YOUR TASK: Rewrite the lines starting with the one that contains "to the boat" and going on through the end of the material, replacing "city skyline" with "urban skyline" and leaving everything else unchanged.

>>>

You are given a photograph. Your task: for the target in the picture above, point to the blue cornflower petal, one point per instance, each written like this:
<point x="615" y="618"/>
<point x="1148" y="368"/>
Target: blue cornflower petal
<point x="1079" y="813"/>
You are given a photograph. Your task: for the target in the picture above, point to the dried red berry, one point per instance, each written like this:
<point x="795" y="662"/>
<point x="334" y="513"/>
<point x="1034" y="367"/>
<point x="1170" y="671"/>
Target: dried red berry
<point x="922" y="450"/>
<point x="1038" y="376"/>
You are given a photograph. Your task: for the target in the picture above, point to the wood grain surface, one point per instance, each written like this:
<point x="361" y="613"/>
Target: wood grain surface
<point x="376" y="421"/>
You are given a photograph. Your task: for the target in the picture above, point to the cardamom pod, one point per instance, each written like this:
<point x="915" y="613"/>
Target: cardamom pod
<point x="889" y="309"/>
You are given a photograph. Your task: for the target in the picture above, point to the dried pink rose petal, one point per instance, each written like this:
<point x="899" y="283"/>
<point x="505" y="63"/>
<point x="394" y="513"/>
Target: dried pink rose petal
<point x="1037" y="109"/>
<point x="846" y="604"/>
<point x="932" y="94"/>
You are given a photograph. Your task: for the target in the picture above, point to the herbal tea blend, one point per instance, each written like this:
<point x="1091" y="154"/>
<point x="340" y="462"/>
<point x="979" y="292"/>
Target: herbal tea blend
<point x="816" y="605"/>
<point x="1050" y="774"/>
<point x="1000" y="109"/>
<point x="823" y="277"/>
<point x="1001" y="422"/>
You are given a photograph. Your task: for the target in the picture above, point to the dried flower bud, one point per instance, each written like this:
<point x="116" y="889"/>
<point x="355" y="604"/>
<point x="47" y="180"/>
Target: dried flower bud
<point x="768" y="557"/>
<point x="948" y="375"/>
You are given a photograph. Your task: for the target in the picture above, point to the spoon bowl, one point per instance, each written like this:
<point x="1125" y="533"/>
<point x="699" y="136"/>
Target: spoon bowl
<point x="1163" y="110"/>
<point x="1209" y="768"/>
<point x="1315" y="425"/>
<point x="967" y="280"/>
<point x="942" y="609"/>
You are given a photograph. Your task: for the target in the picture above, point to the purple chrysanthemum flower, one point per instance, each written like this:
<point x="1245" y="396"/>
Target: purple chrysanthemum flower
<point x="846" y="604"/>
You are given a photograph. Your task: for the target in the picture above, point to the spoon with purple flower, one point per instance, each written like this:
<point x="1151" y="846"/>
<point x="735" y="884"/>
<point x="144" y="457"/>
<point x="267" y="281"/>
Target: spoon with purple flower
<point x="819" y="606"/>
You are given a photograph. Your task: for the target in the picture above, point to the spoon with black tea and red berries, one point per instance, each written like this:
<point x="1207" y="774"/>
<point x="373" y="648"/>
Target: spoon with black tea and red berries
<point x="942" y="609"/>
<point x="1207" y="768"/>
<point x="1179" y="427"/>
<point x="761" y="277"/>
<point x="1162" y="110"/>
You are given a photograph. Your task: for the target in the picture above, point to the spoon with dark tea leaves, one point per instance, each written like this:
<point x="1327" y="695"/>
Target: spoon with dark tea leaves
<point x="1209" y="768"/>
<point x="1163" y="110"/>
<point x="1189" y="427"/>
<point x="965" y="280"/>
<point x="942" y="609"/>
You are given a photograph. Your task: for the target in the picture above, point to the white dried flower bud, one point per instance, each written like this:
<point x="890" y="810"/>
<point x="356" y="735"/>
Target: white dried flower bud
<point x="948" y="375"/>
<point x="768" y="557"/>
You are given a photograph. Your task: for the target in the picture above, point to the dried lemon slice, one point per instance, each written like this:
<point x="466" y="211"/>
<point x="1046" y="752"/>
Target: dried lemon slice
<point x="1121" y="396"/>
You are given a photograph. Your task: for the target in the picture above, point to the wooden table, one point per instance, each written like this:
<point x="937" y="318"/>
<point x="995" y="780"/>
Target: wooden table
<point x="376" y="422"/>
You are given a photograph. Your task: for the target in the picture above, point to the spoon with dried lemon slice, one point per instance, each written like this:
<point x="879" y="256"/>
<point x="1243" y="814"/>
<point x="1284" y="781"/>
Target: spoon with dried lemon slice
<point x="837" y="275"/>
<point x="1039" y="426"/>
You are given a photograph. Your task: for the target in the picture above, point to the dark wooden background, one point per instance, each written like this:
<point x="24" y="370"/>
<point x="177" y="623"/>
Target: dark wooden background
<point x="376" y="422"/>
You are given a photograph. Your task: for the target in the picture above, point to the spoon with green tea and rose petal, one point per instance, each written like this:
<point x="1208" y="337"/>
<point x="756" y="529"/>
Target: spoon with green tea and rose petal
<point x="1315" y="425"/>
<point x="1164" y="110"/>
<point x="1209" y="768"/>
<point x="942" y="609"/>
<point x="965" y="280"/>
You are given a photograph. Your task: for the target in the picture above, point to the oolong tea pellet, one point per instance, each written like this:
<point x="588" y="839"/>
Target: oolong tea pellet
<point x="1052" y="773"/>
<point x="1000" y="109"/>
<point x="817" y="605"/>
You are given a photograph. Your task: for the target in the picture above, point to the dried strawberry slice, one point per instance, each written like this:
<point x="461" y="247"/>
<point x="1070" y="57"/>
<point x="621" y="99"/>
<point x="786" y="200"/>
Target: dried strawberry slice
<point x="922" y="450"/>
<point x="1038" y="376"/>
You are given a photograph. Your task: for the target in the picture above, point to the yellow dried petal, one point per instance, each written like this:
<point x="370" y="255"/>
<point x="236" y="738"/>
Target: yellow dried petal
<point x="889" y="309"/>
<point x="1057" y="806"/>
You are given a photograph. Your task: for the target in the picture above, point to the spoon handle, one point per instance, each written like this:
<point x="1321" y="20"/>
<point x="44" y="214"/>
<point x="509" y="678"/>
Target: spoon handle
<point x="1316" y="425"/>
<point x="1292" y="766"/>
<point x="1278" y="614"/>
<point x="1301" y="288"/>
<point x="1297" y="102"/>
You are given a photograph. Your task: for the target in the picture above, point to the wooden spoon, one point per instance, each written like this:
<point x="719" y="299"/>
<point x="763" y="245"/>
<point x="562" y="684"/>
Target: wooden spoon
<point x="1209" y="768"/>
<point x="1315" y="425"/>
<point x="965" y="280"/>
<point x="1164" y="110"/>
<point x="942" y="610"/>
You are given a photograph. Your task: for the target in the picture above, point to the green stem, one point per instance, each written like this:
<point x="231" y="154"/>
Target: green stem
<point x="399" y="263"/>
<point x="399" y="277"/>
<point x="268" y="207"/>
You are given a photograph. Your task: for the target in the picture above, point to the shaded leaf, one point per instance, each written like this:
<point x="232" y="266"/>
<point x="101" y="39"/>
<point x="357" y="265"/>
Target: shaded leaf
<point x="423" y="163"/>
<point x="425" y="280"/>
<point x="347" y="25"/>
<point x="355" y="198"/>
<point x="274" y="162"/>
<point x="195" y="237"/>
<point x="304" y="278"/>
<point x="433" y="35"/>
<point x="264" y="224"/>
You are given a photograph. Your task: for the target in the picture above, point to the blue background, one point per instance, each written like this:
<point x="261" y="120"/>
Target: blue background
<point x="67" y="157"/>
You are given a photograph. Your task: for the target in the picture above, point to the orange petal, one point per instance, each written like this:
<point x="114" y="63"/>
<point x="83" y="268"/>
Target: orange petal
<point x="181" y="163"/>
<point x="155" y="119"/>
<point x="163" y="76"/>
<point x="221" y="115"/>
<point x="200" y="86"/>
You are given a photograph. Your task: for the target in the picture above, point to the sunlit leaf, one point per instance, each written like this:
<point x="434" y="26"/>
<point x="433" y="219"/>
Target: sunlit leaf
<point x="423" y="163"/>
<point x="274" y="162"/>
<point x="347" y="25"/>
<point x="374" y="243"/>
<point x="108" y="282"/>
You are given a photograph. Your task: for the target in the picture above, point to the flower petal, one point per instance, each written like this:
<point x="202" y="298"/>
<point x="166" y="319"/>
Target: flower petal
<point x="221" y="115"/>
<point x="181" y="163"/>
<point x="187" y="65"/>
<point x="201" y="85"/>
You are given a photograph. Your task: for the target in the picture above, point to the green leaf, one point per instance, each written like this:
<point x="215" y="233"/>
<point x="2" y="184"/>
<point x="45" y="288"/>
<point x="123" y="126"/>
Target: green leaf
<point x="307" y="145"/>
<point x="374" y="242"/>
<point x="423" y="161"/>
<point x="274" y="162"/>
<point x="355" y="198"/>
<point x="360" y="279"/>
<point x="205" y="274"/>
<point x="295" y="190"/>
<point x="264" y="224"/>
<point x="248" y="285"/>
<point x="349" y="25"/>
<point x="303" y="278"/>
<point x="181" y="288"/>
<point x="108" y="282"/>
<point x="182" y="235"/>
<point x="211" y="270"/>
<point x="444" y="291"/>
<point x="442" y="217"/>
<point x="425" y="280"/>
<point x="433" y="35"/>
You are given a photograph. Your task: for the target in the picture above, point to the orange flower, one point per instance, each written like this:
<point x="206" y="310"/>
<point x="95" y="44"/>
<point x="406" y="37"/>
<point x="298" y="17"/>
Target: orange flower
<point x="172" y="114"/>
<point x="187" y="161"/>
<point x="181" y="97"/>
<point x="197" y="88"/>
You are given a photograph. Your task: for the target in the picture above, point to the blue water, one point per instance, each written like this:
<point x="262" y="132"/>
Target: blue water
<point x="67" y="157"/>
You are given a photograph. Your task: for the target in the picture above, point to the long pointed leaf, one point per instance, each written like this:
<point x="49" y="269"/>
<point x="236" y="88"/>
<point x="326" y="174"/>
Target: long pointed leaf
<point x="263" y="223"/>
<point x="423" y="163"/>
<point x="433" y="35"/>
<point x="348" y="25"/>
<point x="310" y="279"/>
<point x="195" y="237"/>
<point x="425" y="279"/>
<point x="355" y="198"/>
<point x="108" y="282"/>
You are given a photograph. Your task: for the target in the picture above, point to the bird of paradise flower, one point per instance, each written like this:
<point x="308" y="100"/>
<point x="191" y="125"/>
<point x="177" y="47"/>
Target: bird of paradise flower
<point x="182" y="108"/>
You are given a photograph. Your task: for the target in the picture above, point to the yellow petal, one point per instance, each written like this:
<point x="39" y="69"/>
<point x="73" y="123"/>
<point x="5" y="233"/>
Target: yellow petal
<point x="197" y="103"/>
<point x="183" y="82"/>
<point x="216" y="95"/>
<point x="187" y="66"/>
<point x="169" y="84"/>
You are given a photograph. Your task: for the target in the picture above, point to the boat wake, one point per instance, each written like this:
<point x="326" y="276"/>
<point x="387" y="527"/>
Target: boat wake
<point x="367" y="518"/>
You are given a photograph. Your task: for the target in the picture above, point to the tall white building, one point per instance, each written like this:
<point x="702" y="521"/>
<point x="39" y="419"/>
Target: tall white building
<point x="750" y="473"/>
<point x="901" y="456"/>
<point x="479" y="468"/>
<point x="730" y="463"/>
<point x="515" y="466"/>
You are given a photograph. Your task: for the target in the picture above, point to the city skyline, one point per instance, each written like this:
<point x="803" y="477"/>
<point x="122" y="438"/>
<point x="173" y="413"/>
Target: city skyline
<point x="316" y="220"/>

<<<

RESULT FOR THIS EXERCISE:
You are given a photograph. Your task: for the target in the picture above, point to the boat wake, one point per instance, each written like this:
<point x="326" y="276"/>
<point x="387" y="527"/>
Target: boat wake
<point x="367" y="518"/>
You are given a photograph. Your task: for the target in the picture above, point to the tall white building, one point per instance, each written like this:
<point x="702" y="521"/>
<point x="39" y="419"/>
Target: tall white building
<point x="750" y="473"/>
<point x="901" y="456"/>
<point x="479" y="468"/>
<point x="730" y="463"/>
<point x="515" y="466"/>
You are given a photograph. Your task: for the target in the picture above, point to the urban skyline, one point per instance, each written like this:
<point x="803" y="477"/>
<point x="122" y="438"/>
<point x="173" y="413"/>
Target: urban skyline
<point x="316" y="220"/>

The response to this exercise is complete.